Provided entries.
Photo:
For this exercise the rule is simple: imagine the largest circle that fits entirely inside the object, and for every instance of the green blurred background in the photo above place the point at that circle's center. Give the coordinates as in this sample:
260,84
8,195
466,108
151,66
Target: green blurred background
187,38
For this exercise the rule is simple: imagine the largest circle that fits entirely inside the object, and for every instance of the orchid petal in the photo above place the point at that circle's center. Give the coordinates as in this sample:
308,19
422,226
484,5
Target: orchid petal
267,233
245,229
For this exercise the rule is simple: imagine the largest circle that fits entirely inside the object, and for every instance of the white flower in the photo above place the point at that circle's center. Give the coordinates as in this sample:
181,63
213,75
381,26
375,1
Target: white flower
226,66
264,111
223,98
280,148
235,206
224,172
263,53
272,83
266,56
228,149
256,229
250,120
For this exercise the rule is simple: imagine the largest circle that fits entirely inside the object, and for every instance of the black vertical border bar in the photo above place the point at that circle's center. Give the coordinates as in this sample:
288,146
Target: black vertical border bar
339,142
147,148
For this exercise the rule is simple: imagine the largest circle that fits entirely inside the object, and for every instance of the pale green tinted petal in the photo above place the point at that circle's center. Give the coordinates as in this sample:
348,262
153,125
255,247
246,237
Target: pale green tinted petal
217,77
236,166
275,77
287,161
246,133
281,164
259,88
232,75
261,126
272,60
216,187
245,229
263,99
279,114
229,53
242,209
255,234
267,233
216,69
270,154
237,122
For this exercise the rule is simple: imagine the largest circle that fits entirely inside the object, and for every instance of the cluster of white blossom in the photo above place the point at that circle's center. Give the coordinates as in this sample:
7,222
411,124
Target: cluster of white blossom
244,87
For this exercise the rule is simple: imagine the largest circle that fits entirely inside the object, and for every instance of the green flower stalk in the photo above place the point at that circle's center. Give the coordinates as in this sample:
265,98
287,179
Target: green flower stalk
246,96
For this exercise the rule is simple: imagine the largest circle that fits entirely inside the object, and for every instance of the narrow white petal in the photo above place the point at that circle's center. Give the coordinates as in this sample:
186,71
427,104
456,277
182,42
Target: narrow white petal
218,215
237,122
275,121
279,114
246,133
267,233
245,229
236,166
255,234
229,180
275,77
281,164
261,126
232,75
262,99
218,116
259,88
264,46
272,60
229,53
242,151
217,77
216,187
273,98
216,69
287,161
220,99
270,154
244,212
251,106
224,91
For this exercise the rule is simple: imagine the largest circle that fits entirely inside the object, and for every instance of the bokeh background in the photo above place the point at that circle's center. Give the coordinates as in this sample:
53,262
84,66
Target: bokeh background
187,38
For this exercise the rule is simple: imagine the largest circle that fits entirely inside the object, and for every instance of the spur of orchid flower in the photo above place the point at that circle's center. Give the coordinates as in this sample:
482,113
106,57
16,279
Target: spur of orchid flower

Direction.
Rewrite everything from the line containing "of the spur" down to the end of the listing, swapping "orchid flower" for "orchid bloom" and changing nothing else.

Problem solution.
For this exercise the rule is simple: imagine the largest circle that fits entirely inside the object, and for every instance of the spur of orchid bloom in the photo above place the point at that circle's center. Give the coordinates as in this sample:
482,113
106,57
16,279
Target: spur of orchid bloom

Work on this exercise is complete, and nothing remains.